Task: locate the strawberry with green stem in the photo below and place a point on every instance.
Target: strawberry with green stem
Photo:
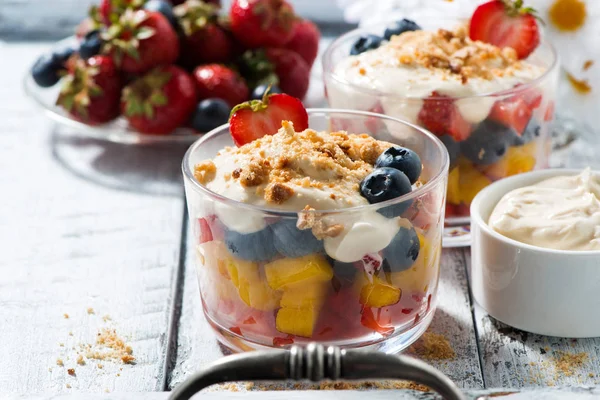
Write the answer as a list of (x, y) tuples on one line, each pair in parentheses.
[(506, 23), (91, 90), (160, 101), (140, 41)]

--

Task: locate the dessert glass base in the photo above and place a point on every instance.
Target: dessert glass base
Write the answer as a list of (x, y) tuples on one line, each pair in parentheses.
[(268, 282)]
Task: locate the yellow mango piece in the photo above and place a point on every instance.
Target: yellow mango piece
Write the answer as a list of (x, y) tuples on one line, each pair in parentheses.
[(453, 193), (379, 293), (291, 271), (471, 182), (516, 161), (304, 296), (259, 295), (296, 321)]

==

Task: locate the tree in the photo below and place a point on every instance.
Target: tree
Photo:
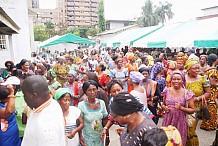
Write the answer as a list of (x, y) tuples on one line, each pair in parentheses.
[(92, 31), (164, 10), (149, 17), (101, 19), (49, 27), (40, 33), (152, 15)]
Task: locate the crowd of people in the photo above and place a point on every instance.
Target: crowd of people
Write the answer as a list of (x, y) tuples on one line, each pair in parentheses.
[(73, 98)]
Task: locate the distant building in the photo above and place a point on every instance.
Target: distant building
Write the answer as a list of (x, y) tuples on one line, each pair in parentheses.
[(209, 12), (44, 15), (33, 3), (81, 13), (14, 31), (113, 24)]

* [GIVEN TASK] Please rewrite the stretch of rows from the line containing "Task: locate the tree" through the line containing "31), (113, 24)]" as a JSON list of strings, with one string per line and blank lines skipped. Leave the pictures out of the list.

* [TASK RESULT]
[
  "Task: locate the tree in the photo below and place a point on every instance.",
  "Target: tree",
  "Photo:",
  "Write the answer as a list of (x, y) tuples on one line, each pair in parentheses.",
  "[(92, 31), (164, 10), (149, 17), (101, 19), (49, 27), (40, 33), (152, 15)]",
  "Task: locate the crowd of people in the photo above and place a point on every instance.",
  "Target: crowd of people",
  "Write the answer as a list of (x, y) tuples on one line, each pair in parentheses.",
  "[(73, 98)]",
  "Task: locate the distant building in the photo above and place a point on every instance.",
  "Target: distant building",
  "Write the answer as a list of (x, y) tuples on one line, each pair in parentheses.",
  "[(209, 12), (44, 15), (33, 3), (81, 13), (14, 31), (113, 24)]"
]